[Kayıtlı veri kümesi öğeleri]
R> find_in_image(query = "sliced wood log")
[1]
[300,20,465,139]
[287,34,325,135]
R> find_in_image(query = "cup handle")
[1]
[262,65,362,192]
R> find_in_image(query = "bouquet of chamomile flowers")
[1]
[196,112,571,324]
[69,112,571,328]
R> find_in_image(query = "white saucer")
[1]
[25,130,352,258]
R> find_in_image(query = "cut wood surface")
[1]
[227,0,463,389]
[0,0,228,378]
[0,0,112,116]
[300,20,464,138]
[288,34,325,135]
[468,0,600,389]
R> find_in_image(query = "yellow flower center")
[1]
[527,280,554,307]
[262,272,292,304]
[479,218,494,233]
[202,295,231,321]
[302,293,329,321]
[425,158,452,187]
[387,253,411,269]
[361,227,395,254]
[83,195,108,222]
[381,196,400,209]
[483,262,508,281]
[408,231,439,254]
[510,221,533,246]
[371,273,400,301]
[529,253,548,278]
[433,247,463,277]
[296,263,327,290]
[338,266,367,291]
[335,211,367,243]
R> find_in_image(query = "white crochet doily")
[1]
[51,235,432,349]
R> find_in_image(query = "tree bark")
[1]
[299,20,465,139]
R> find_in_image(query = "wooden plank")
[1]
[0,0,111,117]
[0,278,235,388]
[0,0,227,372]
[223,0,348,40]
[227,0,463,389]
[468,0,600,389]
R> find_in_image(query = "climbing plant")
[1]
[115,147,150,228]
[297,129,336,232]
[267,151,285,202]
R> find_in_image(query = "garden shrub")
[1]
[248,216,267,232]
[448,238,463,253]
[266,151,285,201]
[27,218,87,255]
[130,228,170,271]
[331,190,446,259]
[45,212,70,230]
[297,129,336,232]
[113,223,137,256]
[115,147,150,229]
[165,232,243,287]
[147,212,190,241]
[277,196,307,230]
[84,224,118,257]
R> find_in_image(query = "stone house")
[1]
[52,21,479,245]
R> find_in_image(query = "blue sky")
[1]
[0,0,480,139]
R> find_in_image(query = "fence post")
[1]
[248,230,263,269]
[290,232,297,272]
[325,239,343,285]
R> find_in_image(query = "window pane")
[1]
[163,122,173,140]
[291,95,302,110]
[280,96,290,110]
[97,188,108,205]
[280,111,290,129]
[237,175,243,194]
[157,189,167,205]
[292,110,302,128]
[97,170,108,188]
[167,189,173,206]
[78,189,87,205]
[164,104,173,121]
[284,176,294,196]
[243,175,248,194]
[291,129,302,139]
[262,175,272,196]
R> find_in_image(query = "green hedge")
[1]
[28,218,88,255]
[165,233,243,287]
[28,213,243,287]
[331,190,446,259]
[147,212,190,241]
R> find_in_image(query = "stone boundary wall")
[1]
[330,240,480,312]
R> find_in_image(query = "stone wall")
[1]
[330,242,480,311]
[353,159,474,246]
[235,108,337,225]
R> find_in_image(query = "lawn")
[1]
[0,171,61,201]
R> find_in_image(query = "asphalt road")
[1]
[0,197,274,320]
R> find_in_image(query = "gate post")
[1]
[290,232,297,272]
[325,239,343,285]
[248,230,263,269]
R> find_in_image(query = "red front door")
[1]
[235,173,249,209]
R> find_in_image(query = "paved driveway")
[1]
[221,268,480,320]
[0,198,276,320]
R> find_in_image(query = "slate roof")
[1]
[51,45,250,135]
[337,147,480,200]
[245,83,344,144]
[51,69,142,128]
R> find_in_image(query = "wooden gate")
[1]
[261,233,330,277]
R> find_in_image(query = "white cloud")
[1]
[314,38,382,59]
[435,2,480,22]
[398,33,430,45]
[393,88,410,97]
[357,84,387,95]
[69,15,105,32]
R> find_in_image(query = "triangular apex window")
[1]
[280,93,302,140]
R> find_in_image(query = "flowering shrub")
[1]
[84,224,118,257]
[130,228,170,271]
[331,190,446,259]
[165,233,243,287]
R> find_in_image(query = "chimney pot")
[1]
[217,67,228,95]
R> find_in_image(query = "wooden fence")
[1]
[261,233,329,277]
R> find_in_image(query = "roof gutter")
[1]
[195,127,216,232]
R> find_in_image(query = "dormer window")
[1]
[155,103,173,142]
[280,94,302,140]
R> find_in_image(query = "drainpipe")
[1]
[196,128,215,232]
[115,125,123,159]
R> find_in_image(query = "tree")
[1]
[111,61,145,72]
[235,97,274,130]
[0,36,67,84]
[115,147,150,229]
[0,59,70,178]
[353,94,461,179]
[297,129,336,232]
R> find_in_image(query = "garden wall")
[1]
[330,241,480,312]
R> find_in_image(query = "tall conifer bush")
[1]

## Problem ayrıntıları
Yukarıdaki satırların tamamını, her satıra bir dize düşecek biçimde bir JSON listesi olarak yazın ve boş satırları listeye almayın.

## Alıştırmanın cevabı
[
  "R> find_in_image(query = \"sliced wood log\")",
  "[1]",
  "[300,20,465,139]",
  "[287,34,325,135]",
  "R> find_in_image(query = \"cup handle\")",
  "[1]",
  "[262,65,362,192]",
  "R> find_in_image(query = \"bouquet of chamomile flowers\")",
  "[1]",
  "[196,112,571,324]",
  "[69,112,571,328]",
  "R> find_in_image(query = \"white saucer\")",
  "[1]",
  "[25,130,352,258]",
  "R> find_in_image(query = \"cut wood surface\")",
  "[1]",
  "[227,0,463,389]",
  "[0,0,228,378]",
  "[0,0,112,116]",
  "[300,20,464,138]",
  "[288,34,325,135]",
  "[468,0,600,389]",
  "R> find_in_image(query = \"yellow flower center\")",
  "[1]",
  "[527,280,554,307]",
  "[262,272,292,304]",
  "[479,218,494,233]",
  "[202,295,231,321]",
  "[302,293,329,321]",
  "[425,158,452,187]",
  "[387,253,411,269]",
  "[361,227,395,254]",
  "[83,195,108,222]",
  "[381,196,400,209]",
  "[483,262,508,281]",
  "[408,231,439,254]",
  "[510,221,533,246]",
  "[371,273,400,301]",
  "[529,253,548,278]",
  "[433,247,463,277]",
  "[296,263,327,290]",
  "[338,266,367,291]",
  "[335,211,367,243]",
  "R> find_in_image(query = \"white crochet doily\")",
  "[1]",
  "[51,235,432,349]",
  "R> find_in_image(query = \"tree bark\")",
  "[1]",
  "[299,20,465,139]",
  "R> find_in_image(query = \"wooden plank\")",
  "[1]",
  "[0,0,111,117]",
  "[0,278,235,388]",
  "[0,0,227,372]",
  "[223,0,348,40]",
  "[227,0,463,389]",
  "[468,0,600,389]",
  "R> find_in_image(query = \"climbing plant\")",
  "[1]",
  "[115,147,150,228]",
  "[297,129,336,232]",
  "[267,151,285,202]",
  "R> find_in_image(query = \"garden shrub\")",
  "[1]",
  "[248,216,267,232]",
  "[448,238,463,253]",
  "[266,151,285,201]",
  "[27,218,87,255]",
  "[130,228,170,271]",
  "[331,190,446,259]",
  "[45,212,70,230]",
  "[297,129,336,232]",
  "[113,223,137,256]",
  "[115,147,150,229]",
  "[165,232,243,287]",
  "[147,212,190,241]",
  "[277,196,307,230]",
  "[84,224,118,257]",
  "R> find_in_image(query = \"stone house\")",
  "[1]",
  "[52,21,479,245]",
  "R> find_in_image(query = \"blue sky\")",
  "[1]",
  "[0,0,480,139]",
  "R> find_in_image(query = \"fence post\")",
  "[1]",
  "[248,230,263,269]",
  "[290,232,297,272]",
  "[325,239,343,285]",
  "R> find_in_image(query = \"window pane\")",
  "[1]",
  "[163,122,173,140]",
  "[291,95,302,110]",
  "[280,96,290,110]",
  "[97,188,108,205]",
  "[280,111,290,129]",
  "[237,175,243,194]",
  "[157,189,167,205]",
  "[292,110,302,128]",
  "[97,170,108,188]",
  "[167,189,173,206]",
  "[78,189,87,205]",
  "[164,104,173,121]",
  "[284,176,294,196]",
  "[243,175,248,194]",
  "[291,129,302,139]",
  "[262,175,272,196]",
  "R> find_in_image(query = \"green hedge\")",
  "[1]",
  "[28,218,88,255]",
  "[165,233,243,287]",
  "[28,213,243,287]",
  "[331,190,446,259]",
  "[147,212,190,241]",
  "R> find_in_image(query = \"stone boundary wall\")",
  "[1]",
  "[330,240,480,312]",
  "R> find_in_image(query = \"stone wall\")",
  "[1]",
  "[330,242,480,311]",
  "[353,159,474,246]",
  "[235,108,337,225]",
  "R> find_in_image(query = \"lawn\")",
  "[1]",
  "[0,171,61,201]",
  "R> find_in_image(query = \"asphalt road\")",
  "[1]",
  "[0,197,274,320]",
  "R> find_in_image(query = \"gate post\")",
  "[1]",
  "[290,232,297,272]",
  "[325,239,343,285]",
  "[248,230,263,269]",
  "R> find_in_image(query = \"red front door\")",
  "[1]",
  "[235,173,249,209]",
  "R> find_in_image(query = \"paved driveway\")",
  "[1]",
  "[221,268,480,320]",
  "[0,198,276,320]",
  "R> find_in_image(query = \"slate roof\")",
  "[1]",
  "[51,45,250,135]",
  "[337,147,480,200]",
  "[245,83,344,144]",
  "[51,69,142,128]",
  "R> find_in_image(query = \"wooden gate\")",
  "[1]",
  "[261,233,330,277]",
  "R> find_in_image(query = \"white cloud\")",
  "[1]",
  "[314,38,382,59]",
  "[435,2,480,22]",
  "[398,33,430,45]",
  "[393,88,410,97]",
  "[357,84,387,95]",
  "[69,15,105,32]",
  "R> find_in_image(query = \"triangular apex window\")",
  "[1]",
  "[280,93,302,140]",
  "R> find_in_image(query = \"flowering shrub\")",
  "[1]",
  "[84,224,118,257]",
  "[130,228,170,271]",
  "[331,190,446,259]",
  "[165,233,243,287]",
  "R> find_in_image(query = \"chimney pot\")",
  "[1]",
  "[217,67,228,95]",
  "R> find_in_image(query = \"wooden fence\")",
  "[1]",
  "[261,233,329,277]",
  "R> find_in_image(query = \"roof gutter\")",
  "[1]",
  "[195,127,216,232]",
  "R> find_in_image(query = \"dormer window\")",
  "[1]",
  "[155,103,173,142]",
  "[280,94,302,140]",
  "R> find_in_image(query = \"drainpipe\")",
  "[1]",
  "[196,128,215,232]",
  "[115,125,123,159]",
  "R> find_in_image(query = \"tree\")",
  "[1]",
  "[111,61,145,72]",
  "[235,97,274,130]",
  "[0,36,67,84]",
  "[115,147,150,229]",
  "[0,59,70,178]",
  "[353,94,461,179]",
  "[297,129,336,232]",
  "R> find_in_image(query = \"garden wall\")",
  "[1]",
  "[330,241,480,312]",
  "R> find_in_image(query = \"tall conifer bush\")",
  "[1]"
]